Given task
Starting at the line that contains "Could you point out the drawer" and continuing through the final line below, format these lines as a numbered list and leave out any blank lines.
### Exercise inputs ###
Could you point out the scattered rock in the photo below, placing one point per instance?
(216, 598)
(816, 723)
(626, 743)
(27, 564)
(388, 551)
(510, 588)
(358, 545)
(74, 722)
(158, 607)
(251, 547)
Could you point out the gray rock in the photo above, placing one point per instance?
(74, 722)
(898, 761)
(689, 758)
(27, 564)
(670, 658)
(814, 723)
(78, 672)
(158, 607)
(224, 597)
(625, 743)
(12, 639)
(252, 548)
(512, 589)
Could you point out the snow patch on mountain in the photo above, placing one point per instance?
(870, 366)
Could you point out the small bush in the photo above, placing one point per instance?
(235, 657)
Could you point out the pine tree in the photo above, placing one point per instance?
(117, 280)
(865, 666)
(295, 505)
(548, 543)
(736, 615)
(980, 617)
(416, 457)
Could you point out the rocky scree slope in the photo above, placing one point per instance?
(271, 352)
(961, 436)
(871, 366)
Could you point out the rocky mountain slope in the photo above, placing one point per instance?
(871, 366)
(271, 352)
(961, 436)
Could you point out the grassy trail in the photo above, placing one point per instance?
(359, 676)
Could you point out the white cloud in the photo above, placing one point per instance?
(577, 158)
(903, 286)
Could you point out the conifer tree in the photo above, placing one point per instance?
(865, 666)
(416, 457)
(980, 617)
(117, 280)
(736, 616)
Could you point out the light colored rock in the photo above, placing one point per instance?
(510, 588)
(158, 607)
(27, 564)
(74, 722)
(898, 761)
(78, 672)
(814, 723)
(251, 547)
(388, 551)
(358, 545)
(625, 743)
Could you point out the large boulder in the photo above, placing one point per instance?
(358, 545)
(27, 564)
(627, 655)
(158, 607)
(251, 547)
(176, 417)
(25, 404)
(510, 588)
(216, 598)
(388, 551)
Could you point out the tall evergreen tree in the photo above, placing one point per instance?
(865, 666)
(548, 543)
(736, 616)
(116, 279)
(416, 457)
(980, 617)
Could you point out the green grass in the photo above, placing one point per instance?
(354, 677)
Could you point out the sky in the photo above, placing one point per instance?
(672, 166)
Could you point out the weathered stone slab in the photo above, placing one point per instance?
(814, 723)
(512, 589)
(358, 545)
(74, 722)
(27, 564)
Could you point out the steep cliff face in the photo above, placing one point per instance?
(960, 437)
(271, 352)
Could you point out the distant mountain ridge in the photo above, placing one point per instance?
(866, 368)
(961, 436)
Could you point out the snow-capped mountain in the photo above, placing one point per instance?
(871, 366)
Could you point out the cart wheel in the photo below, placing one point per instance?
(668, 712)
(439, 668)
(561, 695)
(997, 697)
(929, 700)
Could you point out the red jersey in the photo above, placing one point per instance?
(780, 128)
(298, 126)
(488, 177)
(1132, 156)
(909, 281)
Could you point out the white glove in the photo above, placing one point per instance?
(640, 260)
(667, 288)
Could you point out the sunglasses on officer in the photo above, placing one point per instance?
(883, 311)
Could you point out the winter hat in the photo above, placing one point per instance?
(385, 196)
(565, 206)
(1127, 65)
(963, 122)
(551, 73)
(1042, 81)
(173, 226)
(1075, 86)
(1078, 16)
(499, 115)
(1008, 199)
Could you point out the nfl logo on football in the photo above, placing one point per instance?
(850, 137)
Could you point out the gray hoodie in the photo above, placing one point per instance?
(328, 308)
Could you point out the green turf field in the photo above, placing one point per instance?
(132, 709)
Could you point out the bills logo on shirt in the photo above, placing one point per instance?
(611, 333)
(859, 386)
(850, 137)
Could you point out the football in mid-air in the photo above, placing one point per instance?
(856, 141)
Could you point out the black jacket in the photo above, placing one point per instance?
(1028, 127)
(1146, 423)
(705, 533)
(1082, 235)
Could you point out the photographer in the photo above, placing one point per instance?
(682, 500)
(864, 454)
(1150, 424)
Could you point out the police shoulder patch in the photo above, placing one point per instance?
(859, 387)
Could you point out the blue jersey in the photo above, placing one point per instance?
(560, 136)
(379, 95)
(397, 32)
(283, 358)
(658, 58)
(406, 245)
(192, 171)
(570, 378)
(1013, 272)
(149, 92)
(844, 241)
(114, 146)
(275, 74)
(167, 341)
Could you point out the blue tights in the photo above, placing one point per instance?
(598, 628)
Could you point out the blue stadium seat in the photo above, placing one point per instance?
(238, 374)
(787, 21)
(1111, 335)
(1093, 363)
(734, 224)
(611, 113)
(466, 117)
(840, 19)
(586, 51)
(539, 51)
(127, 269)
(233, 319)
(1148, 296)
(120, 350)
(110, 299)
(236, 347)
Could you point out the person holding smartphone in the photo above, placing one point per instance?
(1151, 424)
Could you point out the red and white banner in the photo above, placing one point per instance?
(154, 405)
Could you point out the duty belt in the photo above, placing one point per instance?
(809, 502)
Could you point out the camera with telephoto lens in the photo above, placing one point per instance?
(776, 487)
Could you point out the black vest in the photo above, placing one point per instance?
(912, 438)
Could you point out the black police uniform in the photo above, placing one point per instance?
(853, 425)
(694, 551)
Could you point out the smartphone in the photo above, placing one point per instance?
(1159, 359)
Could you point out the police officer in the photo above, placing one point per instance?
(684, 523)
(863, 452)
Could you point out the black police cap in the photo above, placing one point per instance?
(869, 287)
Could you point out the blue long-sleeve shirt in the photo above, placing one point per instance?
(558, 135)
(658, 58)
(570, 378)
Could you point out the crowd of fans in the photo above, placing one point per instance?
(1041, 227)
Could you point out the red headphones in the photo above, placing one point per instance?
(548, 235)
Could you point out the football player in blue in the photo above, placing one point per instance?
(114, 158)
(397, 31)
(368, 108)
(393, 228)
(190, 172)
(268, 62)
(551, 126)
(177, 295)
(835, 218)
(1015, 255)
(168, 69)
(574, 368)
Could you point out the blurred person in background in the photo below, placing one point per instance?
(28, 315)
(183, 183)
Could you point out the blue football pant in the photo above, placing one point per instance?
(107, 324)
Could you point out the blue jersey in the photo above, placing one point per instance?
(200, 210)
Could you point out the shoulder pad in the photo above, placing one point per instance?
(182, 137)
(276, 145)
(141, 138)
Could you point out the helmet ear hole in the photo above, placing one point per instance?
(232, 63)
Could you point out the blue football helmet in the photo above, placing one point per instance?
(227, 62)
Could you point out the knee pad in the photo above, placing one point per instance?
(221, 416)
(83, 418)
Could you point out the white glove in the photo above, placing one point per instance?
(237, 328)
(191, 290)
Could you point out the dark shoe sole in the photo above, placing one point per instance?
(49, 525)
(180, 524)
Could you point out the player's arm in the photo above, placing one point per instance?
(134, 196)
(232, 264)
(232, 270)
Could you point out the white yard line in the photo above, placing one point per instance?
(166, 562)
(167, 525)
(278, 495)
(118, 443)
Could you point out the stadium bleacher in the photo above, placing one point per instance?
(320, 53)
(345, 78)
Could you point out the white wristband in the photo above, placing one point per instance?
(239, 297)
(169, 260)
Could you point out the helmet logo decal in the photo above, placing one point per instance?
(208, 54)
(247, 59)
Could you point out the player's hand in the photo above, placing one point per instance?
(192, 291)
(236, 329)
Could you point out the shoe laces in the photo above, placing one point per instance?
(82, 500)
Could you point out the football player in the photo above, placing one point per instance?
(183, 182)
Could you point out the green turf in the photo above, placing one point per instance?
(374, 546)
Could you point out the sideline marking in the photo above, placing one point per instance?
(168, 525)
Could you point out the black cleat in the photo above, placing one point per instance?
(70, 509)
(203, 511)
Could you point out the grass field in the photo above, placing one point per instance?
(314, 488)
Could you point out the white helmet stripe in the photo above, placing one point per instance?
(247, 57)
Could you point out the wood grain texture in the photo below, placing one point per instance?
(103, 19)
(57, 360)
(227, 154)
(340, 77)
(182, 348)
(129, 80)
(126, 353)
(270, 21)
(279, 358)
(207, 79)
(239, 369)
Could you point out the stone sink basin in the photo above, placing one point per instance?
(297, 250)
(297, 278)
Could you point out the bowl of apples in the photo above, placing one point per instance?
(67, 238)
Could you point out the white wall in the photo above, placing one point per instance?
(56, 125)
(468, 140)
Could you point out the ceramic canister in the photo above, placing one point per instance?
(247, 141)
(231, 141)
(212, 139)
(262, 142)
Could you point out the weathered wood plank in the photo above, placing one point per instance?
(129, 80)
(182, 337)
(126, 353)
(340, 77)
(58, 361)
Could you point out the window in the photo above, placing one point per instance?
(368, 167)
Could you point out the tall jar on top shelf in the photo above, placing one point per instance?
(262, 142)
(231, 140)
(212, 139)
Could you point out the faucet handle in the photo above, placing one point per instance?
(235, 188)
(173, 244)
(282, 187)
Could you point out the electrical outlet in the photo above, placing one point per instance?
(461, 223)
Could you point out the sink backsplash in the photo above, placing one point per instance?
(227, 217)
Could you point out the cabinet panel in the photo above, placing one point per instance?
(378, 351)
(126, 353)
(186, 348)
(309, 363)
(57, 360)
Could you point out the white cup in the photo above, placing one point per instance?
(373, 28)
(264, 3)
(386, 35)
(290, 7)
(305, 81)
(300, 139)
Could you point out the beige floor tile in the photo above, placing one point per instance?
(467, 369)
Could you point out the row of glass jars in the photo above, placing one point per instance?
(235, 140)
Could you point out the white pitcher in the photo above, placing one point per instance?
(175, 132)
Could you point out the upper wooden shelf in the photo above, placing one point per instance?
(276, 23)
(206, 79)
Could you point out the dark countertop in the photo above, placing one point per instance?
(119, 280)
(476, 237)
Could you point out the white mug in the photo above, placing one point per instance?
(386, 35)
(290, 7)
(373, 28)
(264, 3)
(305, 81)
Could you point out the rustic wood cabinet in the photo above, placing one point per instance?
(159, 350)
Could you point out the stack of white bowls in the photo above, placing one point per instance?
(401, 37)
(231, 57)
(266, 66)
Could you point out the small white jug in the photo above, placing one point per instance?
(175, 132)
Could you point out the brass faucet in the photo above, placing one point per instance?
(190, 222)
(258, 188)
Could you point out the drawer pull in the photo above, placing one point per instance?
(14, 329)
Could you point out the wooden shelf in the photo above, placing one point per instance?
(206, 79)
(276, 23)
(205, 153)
###
Full output
1. Could you point out the drawer pull in the photo above, placing one point per instance?
2. (14, 329)
3. Could you point out the wooden shelf in the photo above, placing one point per instance?
4. (206, 79)
5. (276, 23)
6. (205, 153)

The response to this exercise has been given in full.